Requirements: Pick up the Berk-Tek patent decision text where it stops, and continue it from its final line.

Source document:
══════

The Board, returning to its focus on insulation of individual conductors, further reasoned: “Berk-Tek also has not explained why a person of ordinary skill in the art would have had sufficient reason to use the final jacketing/extrusion step of JP ’910, which serves to insulate electrically the bare-metal conductors of JP ’910, to manufacture a cable comprising twisted pairs of individually insulated conductors that do not require additional electrical insulation.” The Board found no answer to Belden’s statement that the final jacketing step, if the conductors themselves were insulated, would be “‘redundant.’ ” But that logic misconstrues the claim language and overlooks on-point evidence. . . .
In short, the record is one-sided on the proper question of whether JP ’910 taught a solution to the problem of aligning cable components that a skilled artisan would have been motivated to use in making CA ’046’s cables. The Board erred in determining that Berk-Tek had not proven the obviousness of the methods of claims 5 and 6 of the ’503 patent by a preponderance of the evidence.
Read the decision here: http://www.cafc.uscourts.gov/sites/default/files/opinions-orders/14-1575.Opinion.11-3-2015.1.PDF.
CAFC – is just so in the tank for the administrative state. We should just create ‘expert’ administrative courts for everything – and therefore we can all be spared the burden of jury duty. In the not too distant past you would expect a patriotic lecture from the trial judge in the rights, responsibility and obligations of jury duty and maybe some separation of power (no kings – all equal before the law) tossed in for good measure. Meh, just let the paid administrative experts ‘do their job’ so says the CAFC. Shameful betrayal of liberty. All the admin courts are going to start driving through this hole CAFC shot in the Constitution.
iwasthere, it is interesting that the government did not defend the constitutionality, at least not vigorously, of IPRs (in MCM v. HP) on the basis of some hidden expertise by the PTAB in deciding patent cases. After all, there is no requirement that the judges have any particular expertise in the technology of the patent before them.
Fortunately, iwasthere, the CAFC is not the nation’s high court.
This fight is just getting started.

══════

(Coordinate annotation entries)
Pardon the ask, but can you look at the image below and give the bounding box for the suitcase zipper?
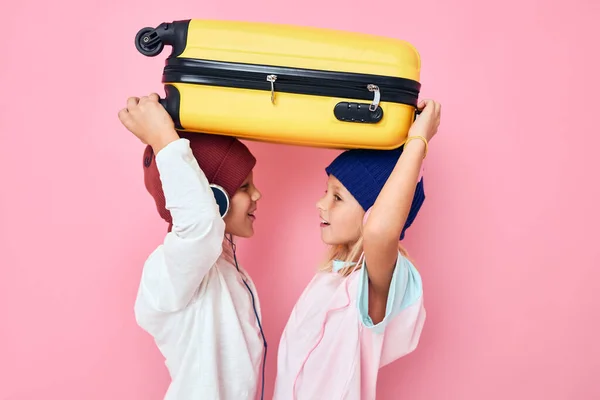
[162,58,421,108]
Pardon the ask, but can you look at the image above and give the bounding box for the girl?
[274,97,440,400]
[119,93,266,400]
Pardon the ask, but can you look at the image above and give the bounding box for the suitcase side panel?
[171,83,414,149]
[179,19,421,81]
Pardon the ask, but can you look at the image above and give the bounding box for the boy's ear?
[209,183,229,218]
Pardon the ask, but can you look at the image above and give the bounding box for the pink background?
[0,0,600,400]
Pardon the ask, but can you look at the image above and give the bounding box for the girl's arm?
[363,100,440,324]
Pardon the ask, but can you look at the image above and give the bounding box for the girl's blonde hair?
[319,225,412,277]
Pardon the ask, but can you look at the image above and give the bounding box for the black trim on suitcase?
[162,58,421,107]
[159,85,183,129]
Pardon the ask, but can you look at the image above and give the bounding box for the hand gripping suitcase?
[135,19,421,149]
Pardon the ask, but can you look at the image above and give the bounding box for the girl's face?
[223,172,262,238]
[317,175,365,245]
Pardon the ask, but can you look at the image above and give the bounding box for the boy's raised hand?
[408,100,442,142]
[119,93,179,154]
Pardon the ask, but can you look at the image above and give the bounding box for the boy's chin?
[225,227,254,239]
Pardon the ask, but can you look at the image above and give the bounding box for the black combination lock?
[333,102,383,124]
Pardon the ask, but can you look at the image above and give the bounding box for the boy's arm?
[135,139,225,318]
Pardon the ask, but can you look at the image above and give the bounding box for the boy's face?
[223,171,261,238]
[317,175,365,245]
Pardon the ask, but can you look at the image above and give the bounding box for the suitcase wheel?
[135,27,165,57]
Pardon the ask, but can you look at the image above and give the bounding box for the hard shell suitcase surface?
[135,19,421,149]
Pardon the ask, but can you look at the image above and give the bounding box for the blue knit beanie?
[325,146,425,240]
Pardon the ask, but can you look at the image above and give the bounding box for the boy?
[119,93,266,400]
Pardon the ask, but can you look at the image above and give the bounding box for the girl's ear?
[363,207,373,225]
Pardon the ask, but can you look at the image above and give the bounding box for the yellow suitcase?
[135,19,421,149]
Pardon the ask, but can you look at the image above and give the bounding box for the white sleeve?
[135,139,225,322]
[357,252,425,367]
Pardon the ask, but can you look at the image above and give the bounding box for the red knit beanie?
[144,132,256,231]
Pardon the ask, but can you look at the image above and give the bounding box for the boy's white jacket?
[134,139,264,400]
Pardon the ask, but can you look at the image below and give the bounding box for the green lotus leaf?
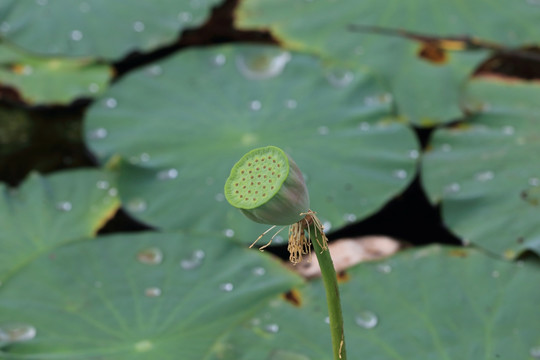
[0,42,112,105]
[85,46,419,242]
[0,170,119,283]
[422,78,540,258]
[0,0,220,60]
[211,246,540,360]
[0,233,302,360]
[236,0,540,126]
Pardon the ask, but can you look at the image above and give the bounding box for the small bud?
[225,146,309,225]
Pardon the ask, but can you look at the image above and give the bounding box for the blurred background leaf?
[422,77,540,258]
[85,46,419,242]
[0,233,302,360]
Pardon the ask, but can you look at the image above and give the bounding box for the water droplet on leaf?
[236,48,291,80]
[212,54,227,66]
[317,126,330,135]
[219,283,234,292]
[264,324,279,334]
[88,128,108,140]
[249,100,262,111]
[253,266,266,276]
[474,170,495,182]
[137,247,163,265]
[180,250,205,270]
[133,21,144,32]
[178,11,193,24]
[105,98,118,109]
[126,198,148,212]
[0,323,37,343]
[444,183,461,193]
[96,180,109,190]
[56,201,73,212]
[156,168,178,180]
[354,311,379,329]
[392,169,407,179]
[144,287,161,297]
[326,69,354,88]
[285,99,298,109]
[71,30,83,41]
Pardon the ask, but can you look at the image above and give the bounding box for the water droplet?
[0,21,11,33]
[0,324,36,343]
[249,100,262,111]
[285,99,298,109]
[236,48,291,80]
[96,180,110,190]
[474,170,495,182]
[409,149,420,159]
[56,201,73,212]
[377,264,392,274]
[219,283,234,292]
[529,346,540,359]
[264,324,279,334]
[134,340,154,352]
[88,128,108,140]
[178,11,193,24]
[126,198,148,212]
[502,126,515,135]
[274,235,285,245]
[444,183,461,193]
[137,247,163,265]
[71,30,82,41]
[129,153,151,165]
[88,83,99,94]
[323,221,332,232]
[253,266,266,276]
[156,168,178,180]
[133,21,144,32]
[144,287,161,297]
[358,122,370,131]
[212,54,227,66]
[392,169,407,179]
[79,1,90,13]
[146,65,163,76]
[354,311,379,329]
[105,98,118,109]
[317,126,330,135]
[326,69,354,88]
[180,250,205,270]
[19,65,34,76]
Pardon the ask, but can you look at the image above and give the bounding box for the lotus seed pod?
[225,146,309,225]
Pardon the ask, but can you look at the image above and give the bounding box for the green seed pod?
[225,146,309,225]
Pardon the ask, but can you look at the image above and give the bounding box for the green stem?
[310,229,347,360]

══════

The response:
David,
You might want to notice that the nation’s highest court ALSO has a problem with separation of powers.
I’m interested whether there is any nexus between KSR “predictability” and the notion of “obvious to try”.
I associate “obvious to try” with chem/bio, fields where you do not know what will “work” till you try. For example, it might be obvious to try both the d- and the l- component of a racemic mixture. It might be predictable that one will “work” better than the other. But is it any more obvious to try the d- than the l- component, and how “predictable” is it, that the d- will perform better than the l-? You might have a hunch, and your hunch might prove to be justified, but to what extent is the outcome “predictable”?
You see, I’m in engineering, where you can (usually) describe two embodiments and “predict” which one will perform better. So, I’m unhappy about the notion that anything that is “predictable” is not deserving of a patent.
Having seen obviousness argued at the USPTO and at the EPO, the way it is done at the USPTO, steered by KSR, leaves me feeling dissatisfied. Night Writer (remember him) laments that you get nowhere at the (First to File) EPO if you don’t draft the application right. Readers out there, what is it about arguing obviousness at the EPO (other than the imperative to draft the patent application competently) that leaves you dissatisfied?
Random at 832 below raises an tricky point for obviousness in the USA, whether it was obvious to substitute D for C in ABC. Fortunately for me, before the EPO, and under its TSM jurisprudence, there is no issue.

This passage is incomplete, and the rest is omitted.